▸ KUTIPAN SUMBER:
┄┄┄┄┄┄

Partai
Peserta Pemilu Moch Nurhasim ; Peneliti pada Pusat Penelitian Politik-LIPI |
KOMPAS, 19 Juni 2021
Putusan Mahkamah
Konstitusi (MK) Nomor 55/PUU-XVIII/2020 terkait Pengujian Materiil Pasal 173
Ayat (1) Undang-Undang No 7 Tahun 2017 tentang Pemilihan Umum terhadap UUD
1945 telah mengubah aturan mengenai verifikasi parpol peserta pemilu (Kompas,
5/5/2021). MK memberi tafsir baru
bahwa partai-partai yang lolos ambang batas parlemen Pemilu 2019 tak perlu
verifikasi faktual, Komisi Pemilihan Umum (KPU) cukup melakukan verifikasi
administratif. Artinya, sembilan partai yang saat ini memiliki kursi DPR
secara otomatis akan menjadi peserta Pemilu 2024. Putusan MK ini bisa
dianggap kemunduran dibandingkan putusan MK sebelumya yang tetap mewajibkan
partai yang memiliki kursi DPR tetap mengikuti verifikasi faktual oleh KPU. Dalam khazanah teori
politik, parpol merupakan organisasi utama dalam sistem demokrasi. Partai
sebagai organisasi dalam keterhubungannya dengan pemilu bisa dikategorikan
dalam dua tipe, yakni partai sebagai peserta pemilu dan partai yang bukan
peserta pemilu. Dalam sejarah pemilu di Indonesia, peserta pemilu tak selalu
sama. Peserta Pemilu 1955 adalah
parpol, organisasi massa (ormas) dan calon perseorangan. Pemilihan anggota
DPR diikuti 36 parpol, 34 ormas, 48 calon perorangan. Sedangkan pemilihan
anggota Konstituante diikuti 39 parpol, 23 ormas dan 29 calon perorangan
(Anri, 2019). Model kepesertaan pemilu
era Pemilu 1955 ini tak pernah digunakan kembali. Di era Orde Baru, peserta
pemilu adalah partai dan organisasi fungsional (Sekber-Golkar). Sedangkan
pada era Reformasi, peserta pemilu legislatif (DPR dan DPRD) adalah
organisasi parpol. Konsep peserta perseorangan hanya untuk pemilihan anggota
Dewan Perwakilan Daerah (DPD) dan calon kepala daerah (provinsi dan
kabupaten/kota). Partai peserta pemilu di
era Reformasi jumlahnya pun tidak ajek. Pada Pemilu 1999 sebanyak 48 partai
sebagai peserta dan hanya 20 partai yang memiliki kursi di DPR. Pemilu kedua
(2004) jumlah peserta pemilunya mengalami penurunan, hanya 24 partai. Dari
jumlah itu, sebanyak 16 partai yang memiliki kursi di DPR. Pemilu 2009 jumlah peserta
pemilunya mengalami kenaikan menjadi 34 partai, dan hanya sembilan partai
yang memiliki kursi. Demikian pula Pemilu 2014, sebanyak 12 partai sebagai
peserta dan dua partai tidak lolos ambang batas parlemen. Terakhir pada
Pemilu 2019, partai peserta pemilunya sebanyak 14, dan hanya sembilan yang
memiliki perwakilan di DPR. Fluktuasi peserta pemilu
tersebut sebagai dampak dari reformasi sektor kepemiluan yang membedakan dua
ranah partai, partai dalam proses pendirian dan partai sebagai peserta
pemilu. Paradigma reformasi kepartaian di Indonesia menganut prinsip, kebebasan
pendirian organisasi diwujudkan melalui pemberian kesempatan kepada setiap
orang dalam mendirikan partai. Pendirian partai di
permudah, tetapi syaratnya mengalami pengetatan pada dua tingkat, syarat yang
berat saat pendaftaran sebagai badan hukum dan saat menjadi peserta pemilu.

┄┄┄┄┄┄

▸ DAFTAR TUGAS:
**A)** Menurut artikel tentang partai peserta pemilu, berapa jumlah partai peserta Pemilu 2004?
**B)** Sambung artikel tentang partai peserta pemilu itu mulai setelah kalimat terakhirnya.
Item-item sesudah artikel ini merupakan bahan tersendiri yang tidak berkaitan dengan artikel.

▸ BAHAN YANG DISEDIAKAN:

┄┄┄┄┄┄

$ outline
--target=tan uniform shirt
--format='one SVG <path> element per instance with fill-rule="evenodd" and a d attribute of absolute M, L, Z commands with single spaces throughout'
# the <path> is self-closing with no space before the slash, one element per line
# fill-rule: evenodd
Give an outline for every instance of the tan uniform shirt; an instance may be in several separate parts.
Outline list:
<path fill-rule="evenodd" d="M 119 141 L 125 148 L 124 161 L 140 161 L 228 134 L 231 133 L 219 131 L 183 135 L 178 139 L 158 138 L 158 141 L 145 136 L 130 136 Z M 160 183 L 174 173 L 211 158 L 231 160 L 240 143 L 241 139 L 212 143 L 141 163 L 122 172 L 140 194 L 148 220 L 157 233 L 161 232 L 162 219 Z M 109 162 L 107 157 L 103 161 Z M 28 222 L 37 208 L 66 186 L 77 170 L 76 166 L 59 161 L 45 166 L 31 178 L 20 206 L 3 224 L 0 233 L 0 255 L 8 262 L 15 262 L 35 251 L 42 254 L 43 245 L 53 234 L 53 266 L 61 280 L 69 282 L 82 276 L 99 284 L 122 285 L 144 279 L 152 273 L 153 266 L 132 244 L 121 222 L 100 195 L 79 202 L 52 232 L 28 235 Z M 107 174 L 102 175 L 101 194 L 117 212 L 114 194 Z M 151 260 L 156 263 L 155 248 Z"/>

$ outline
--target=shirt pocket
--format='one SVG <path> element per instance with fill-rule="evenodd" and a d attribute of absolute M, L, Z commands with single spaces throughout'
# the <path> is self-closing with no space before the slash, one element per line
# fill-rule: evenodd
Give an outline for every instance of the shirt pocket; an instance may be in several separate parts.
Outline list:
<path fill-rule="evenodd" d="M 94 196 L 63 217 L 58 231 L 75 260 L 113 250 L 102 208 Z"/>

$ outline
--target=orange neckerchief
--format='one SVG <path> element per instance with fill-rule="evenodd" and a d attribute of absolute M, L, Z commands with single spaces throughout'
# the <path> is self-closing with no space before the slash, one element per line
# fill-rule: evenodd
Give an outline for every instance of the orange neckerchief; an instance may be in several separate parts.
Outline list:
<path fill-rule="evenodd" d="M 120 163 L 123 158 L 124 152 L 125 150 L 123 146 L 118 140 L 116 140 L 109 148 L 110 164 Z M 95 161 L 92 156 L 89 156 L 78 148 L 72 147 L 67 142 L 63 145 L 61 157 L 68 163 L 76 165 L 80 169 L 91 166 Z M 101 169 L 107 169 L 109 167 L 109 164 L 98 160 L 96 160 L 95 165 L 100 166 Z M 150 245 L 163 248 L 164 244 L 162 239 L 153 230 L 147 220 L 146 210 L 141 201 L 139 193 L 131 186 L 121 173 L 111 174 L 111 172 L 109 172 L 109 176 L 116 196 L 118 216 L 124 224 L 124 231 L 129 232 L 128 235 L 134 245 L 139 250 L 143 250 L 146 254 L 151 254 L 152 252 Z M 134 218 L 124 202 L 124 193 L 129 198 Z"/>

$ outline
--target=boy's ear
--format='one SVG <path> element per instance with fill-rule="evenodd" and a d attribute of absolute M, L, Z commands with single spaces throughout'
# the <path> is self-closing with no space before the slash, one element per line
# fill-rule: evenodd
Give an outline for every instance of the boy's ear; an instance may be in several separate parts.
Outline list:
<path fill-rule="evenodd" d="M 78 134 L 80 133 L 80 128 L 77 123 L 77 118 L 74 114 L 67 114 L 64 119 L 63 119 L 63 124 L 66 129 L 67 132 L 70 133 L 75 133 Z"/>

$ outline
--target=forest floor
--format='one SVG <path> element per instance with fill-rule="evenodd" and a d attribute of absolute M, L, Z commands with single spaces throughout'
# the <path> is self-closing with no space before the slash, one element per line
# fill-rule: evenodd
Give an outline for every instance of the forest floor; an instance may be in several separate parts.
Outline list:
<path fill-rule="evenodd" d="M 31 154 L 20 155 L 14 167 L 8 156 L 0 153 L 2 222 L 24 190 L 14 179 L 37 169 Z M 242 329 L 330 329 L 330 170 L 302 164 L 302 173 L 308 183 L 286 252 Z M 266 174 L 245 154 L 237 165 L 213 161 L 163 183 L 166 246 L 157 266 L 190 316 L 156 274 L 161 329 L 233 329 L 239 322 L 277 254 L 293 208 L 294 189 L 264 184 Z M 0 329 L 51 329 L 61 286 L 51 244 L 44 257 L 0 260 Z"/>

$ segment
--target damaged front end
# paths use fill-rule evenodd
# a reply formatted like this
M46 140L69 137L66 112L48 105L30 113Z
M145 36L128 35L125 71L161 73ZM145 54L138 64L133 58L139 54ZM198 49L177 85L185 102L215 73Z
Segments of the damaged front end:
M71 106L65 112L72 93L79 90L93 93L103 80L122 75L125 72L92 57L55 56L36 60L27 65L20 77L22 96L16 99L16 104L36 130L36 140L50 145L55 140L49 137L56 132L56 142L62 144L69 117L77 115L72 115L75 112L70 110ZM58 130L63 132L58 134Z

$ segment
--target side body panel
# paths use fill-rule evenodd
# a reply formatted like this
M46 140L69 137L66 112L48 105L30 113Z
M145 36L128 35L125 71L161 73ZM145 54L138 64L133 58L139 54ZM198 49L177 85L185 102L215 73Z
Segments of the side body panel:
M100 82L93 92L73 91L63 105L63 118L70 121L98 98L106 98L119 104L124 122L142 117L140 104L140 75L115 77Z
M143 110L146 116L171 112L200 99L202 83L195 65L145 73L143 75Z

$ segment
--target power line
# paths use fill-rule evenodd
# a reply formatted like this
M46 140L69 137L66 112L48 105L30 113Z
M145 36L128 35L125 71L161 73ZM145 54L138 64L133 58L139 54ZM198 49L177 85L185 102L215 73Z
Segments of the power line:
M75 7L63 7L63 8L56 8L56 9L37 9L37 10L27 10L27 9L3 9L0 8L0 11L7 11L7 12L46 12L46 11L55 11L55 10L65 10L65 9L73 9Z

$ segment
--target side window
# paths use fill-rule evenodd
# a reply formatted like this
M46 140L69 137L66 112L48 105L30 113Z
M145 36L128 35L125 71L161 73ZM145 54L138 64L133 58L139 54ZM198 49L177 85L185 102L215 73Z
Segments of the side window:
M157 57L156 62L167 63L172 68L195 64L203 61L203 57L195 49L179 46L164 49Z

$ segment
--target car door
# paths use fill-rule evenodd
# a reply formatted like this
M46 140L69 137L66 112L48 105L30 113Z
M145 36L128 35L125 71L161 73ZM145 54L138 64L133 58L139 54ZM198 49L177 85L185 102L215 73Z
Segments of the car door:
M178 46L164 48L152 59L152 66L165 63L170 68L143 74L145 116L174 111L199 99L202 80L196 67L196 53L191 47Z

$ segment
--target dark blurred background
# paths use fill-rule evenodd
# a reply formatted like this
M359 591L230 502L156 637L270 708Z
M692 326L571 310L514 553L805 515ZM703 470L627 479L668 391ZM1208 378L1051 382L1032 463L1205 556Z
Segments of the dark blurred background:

┄┄┄┄┄┄

▸ HASIL PER TUGAS:
**A)** Sebanyak 24 partai.

**B)**
Akibatnya, partai di Indonesia ada yang tergolong sebagai organisasi partai
tak berbadan hukum (hanya partai papan nama), partai berbadan hukum tetapi
tak pernah jadi peserta pemilu, dan partai berbadan hukum peserta pemilu. Paradigma kepesertaan
pemilu yang dianut ialah setiap partai yang ingin jadi peserta pemilu perlu
memenuhi ketentuan peraturan perundang-undangan melalui verifikasi
administratif dan faktual oleh KPU. Konsensus itu yang lebih dipilih sebagai konsekuensi
substantif untuk memenuhi keadilan konstitusional terhadap partai lama dan
partai baru. Keadilan bagi partai lama
dan partai baru juga berkaitan dengan jaminan atas kesiapan partai dalam
memenuhi segala ketentuan dalam sistem kepartaian. Keterhubungan untuk
menjamin bekerjanya sistem kepartaian dengan sistem pemilu melalui audit
organisasi peserta pemilu. Audit ini selain untuk memenuhi unsur-unsur
pelembagaan sistem kepartaian, juga untuk mengukur tingkat kelembagaan dan
pelembagaan partai sebagai organisasi modern. Meniadakan audit faktual
melalui siklus lima tahunan pemilu untuk mengukur kesiapan organisasi partai
sebagai peserta pemilu bisa berdampak memudarnya kinerja organisasi partai.
Padahal, partai satu-satunya organisasi yang diberi amanat oleh UUD 1945
sebagai sumber kepemimpinan nasional dan pengisian jabatan-jabatan penting
dalam kekuasaan kehidupan berbangsa dan bernegara. Bisa dibayangkan apabila
tak ada audit organisasi untuk memastikan kesiapan struktural, fungsional dan
kelembagaan sebagai syarat minimal bagi bekerjanya organisasi partai yang
diamanatkan konstitusi negara, organisasi partai bisa mengalami kemunduran.
Asumsi bahwa kinerja elektoral partai, di mana partai yang lolos ambang batas
parlemen secara otomatis akan menunjukkan kesiapan organisasi sebagai parpol,
bisa dianggap asumsi yang “keliru”. Mengapa demikian? Pertama,
untuk memenuhi persyaratan sebagai peserta pemilu, selama ini partai-partai
besar yang sudah berkali-kali lolos ambang batas parlemen pun “tertatih-tatih”,
akibat manajemen organisasi partai yang dikelola secara apa adanya. Kedua,
kalau mau jujur, hampir sebagian besar partai yang lolos ambang batas
parlemen tak semua bisa lolos lubang jarum sebagai peserta pemilu jika KPU
secara rigid dan sungguh-sungguh melakukan verifikasi administratif sekaligus
faktual yang ketat. Artinya, substansi
verifikasi administratif dan faktual justru ingin mendorong agar pemilu bukan
hanya sebagai “keranjang sampah” bagi parpol yang tak layak dan tak siap.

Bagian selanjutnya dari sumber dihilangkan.